- GIVEN RECORDS
§
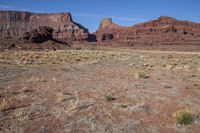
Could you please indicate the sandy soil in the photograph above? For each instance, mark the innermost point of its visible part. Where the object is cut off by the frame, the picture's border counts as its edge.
(64, 91)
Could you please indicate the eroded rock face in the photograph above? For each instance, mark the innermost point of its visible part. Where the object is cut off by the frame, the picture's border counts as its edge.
(39, 35)
(164, 30)
(14, 24)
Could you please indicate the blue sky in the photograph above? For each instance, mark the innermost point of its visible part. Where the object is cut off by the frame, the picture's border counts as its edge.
(124, 12)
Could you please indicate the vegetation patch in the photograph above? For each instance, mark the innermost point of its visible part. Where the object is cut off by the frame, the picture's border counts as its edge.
(184, 118)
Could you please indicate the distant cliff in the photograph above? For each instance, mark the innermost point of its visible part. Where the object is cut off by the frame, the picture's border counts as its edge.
(15, 24)
(164, 30)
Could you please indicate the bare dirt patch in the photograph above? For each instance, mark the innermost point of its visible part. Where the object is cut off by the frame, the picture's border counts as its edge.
(64, 90)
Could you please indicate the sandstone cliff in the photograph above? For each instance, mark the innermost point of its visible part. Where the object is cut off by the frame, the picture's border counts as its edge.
(164, 30)
(14, 24)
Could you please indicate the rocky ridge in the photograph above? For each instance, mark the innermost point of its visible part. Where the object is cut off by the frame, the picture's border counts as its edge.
(164, 30)
(14, 24)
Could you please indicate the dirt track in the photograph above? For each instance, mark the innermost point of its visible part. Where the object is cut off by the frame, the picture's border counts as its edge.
(64, 91)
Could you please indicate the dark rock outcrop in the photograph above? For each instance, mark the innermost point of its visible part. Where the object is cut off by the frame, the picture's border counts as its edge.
(14, 24)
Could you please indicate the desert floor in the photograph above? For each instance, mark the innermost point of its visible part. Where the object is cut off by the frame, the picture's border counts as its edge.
(105, 90)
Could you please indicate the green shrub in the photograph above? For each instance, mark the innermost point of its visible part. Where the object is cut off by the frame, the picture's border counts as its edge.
(184, 118)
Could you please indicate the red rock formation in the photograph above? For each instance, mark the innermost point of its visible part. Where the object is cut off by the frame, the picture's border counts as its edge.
(14, 24)
(39, 35)
(164, 30)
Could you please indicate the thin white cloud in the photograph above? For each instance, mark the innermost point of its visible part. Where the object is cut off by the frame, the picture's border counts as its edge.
(105, 16)
(7, 7)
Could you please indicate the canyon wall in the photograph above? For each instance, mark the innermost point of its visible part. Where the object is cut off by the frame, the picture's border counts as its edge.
(14, 24)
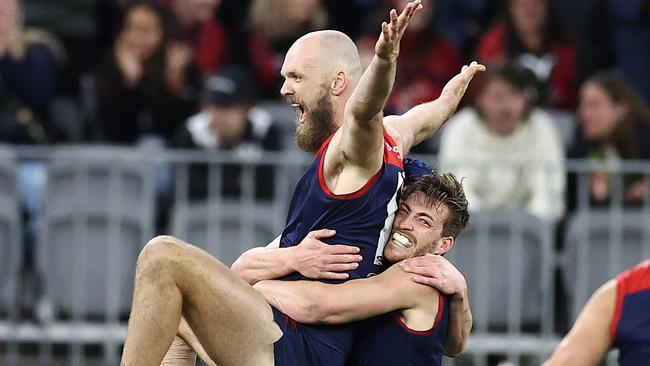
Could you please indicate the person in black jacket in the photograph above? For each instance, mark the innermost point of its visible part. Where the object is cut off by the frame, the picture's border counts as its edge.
(148, 84)
(228, 121)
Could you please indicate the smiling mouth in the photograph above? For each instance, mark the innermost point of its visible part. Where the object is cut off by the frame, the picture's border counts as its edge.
(402, 241)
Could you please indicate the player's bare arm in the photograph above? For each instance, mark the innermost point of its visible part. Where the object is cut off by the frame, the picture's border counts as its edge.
(422, 121)
(315, 302)
(358, 146)
(438, 272)
(589, 339)
(312, 258)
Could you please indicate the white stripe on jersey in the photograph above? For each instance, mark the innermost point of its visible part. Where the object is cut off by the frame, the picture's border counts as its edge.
(391, 208)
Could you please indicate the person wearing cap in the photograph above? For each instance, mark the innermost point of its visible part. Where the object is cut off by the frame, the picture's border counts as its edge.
(229, 121)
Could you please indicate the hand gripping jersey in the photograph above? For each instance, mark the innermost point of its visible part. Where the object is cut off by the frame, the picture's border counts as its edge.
(387, 341)
(364, 219)
(630, 327)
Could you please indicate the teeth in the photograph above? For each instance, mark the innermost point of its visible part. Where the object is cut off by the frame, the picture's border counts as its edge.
(402, 240)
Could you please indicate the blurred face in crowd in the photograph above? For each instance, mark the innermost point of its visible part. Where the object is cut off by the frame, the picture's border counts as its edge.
(142, 32)
(308, 92)
(196, 11)
(501, 105)
(528, 16)
(8, 16)
(228, 122)
(599, 115)
(417, 229)
(301, 10)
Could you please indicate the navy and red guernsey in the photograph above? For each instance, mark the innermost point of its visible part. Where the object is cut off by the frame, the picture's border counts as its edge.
(364, 219)
(630, 327)
(387, 341)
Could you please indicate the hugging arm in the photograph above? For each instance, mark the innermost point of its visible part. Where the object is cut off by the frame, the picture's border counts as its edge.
(311, 258)
(316, 302)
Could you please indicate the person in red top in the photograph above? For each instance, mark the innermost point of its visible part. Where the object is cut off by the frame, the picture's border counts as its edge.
(531, 35)
(427, 60)
(201, 31)
(616, 316)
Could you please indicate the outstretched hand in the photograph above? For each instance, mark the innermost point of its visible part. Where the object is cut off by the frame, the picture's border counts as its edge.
(456, 87)
(387, 47)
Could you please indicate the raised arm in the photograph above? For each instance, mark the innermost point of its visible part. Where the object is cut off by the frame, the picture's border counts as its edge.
(436, 271)
(316, 302)
(589, 339)
(311, 258)
(422, 121)
(361, 141)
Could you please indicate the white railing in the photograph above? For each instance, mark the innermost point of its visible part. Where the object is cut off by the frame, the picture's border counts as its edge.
(101, 204)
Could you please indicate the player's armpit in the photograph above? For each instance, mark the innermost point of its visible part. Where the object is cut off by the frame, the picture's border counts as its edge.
(422, 121)
(589, 339)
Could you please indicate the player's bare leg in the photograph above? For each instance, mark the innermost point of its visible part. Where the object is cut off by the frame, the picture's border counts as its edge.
(230, 319)
(179, 354)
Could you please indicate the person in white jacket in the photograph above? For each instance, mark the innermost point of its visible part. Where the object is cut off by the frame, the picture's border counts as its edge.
(508, 152)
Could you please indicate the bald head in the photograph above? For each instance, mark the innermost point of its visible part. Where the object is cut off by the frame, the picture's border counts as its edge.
(332, 51)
§
- TASK GOAL
Could you rewrite everything from the line containing "Could you please indicate the player's bare leg" down to the end of the items, changing "innermost point" to "central point" and keeping all else the same?

- FINISHED ANSWER
Could you please indicate the player's bare leg in the photograph above? For each instance, mark the central point of its visible part. Where the object is cut off by the frame, the picture's border counts as its edge.
(230, 319)
(179, 354)
Could you please indicate the person in white jacket in the photograph above? For each instance, mark the central point of its visible part. Where the object is cut off by the frame, the picture's border counts as its edge.
(508, 152)
Could you please indicate the bald head in the photograph above? For each instance, mark the central point of its visible part. Where the object is cut off by the frame, the picture's border counts as its edge.
(332, 51)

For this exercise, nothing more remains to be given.